● Task objective: Starting with the line that contains "of the silver" and stopping after the line that contains "of the paved", return each line below exactly as written, with no others.

● Data for this exercise:

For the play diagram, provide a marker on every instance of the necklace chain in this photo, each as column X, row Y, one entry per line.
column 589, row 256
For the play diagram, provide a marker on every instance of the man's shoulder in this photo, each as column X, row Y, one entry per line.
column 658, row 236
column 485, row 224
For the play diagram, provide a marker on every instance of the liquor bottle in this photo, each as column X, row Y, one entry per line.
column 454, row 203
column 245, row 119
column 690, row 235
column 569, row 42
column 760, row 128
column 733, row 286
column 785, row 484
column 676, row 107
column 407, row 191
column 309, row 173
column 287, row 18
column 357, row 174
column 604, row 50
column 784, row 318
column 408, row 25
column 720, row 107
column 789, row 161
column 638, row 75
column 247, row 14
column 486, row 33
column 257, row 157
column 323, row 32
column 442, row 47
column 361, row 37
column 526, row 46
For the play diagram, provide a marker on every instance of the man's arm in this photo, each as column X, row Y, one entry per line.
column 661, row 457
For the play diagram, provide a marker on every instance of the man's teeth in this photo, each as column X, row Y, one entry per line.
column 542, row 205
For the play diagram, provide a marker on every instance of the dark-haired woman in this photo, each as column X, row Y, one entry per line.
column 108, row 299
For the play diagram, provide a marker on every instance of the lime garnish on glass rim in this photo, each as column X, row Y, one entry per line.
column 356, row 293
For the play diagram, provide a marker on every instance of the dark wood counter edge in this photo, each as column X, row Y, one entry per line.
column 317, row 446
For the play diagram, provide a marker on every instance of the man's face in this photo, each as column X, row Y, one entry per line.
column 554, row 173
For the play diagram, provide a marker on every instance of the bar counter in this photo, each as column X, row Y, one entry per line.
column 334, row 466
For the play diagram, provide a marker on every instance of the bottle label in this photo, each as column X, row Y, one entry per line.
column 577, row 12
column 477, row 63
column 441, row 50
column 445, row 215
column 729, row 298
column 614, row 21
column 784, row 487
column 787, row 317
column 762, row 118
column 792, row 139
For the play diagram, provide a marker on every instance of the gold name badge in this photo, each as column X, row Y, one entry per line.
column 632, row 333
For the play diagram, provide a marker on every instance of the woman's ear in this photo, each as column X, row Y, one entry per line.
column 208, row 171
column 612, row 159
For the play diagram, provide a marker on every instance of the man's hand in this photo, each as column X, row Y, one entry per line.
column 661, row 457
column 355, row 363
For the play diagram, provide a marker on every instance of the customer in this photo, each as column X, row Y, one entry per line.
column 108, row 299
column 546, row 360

==

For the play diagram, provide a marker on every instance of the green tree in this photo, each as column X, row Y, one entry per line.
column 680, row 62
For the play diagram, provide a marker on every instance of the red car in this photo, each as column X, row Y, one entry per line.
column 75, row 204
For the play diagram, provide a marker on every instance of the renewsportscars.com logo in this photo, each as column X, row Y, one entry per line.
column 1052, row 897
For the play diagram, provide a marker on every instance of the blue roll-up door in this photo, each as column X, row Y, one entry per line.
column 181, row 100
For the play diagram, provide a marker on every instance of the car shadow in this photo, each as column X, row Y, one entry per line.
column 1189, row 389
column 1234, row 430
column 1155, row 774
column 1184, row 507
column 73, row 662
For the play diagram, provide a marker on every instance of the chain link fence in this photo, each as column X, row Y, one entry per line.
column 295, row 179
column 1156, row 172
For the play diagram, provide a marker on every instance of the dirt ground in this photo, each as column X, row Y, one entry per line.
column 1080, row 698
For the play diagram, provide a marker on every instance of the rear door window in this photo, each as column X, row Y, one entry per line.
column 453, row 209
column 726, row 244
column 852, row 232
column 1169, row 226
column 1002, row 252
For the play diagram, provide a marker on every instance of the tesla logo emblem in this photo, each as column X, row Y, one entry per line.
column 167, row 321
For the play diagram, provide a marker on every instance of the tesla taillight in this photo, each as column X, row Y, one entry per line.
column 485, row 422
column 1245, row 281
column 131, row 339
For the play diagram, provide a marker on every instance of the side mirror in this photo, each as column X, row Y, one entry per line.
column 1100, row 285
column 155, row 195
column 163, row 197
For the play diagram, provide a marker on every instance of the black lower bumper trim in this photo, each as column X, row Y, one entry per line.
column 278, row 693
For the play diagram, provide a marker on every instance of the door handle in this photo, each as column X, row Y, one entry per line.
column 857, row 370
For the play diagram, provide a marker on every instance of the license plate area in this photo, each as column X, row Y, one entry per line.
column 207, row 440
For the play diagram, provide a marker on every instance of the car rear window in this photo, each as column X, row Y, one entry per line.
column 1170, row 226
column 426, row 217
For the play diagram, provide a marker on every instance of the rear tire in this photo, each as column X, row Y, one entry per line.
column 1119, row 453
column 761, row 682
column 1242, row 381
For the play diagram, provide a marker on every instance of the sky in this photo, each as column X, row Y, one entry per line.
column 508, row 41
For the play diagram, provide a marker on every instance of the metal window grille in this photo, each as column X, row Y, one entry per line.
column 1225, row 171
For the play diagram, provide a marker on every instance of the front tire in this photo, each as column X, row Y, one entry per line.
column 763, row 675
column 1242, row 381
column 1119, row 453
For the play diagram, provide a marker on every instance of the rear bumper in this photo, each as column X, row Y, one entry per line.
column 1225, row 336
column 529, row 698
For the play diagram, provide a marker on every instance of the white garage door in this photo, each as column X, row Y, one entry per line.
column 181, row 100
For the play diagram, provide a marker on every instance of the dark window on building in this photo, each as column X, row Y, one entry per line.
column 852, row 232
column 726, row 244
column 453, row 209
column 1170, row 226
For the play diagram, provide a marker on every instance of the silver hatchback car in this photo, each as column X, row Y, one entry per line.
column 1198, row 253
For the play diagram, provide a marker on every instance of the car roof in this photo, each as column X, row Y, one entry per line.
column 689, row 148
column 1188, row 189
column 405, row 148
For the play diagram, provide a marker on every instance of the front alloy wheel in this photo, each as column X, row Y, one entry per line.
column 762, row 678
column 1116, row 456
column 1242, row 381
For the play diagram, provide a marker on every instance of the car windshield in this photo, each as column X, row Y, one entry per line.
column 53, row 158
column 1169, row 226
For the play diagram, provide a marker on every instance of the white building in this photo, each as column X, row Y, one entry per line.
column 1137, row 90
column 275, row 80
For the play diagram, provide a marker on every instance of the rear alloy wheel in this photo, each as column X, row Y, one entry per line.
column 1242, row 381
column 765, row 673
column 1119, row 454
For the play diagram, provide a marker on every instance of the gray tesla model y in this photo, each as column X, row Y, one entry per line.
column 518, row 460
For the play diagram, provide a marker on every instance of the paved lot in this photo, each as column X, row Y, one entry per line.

● Answer below:
For the play diagram, provide a marker on every instance of the silver hatchback car in this photo, each as column X, row Y, one entry per line.
column 1198, row 253
For the play diagram, provide a marker on every instance of the car roof in this photo, each as column X, row Y, one entry per line.
column 689, row 148
column 1188, row 189
column 405, row 148
For the play diagram, provide a marker on every instance of the front alloy wheel in this photo, each as column X, row Y, one entry per line.
column 762, row 678
column 1116, row 456
column 1242, row 381
For the play diagram, provide a marker on every instance of the car windshield in this photo, each as column X, row Y, one entry per line.
column 53, row 158
column 1169, row 226
For the play diagram, provide a marker on every instance of the white building in this photo, each as column X, row Y, one entry per line.
column 1137, row 90
column 275, row 80
For the play diagram, provide a marker on every instance of the rear alloy wheel in this photo, each as column X, row Y, one entry per line.
column 1242, row 381
column 765, row 673
column 1119, row 454
For the play diagram, provide a marker on every instance of the gray tesla model y in this photo, each as column X, row Y, one entry per line.
column 518, row 460
For the play diagram, provide a marker on every instance of the paved lot in this photo, each as column X, row Y, one entry per line.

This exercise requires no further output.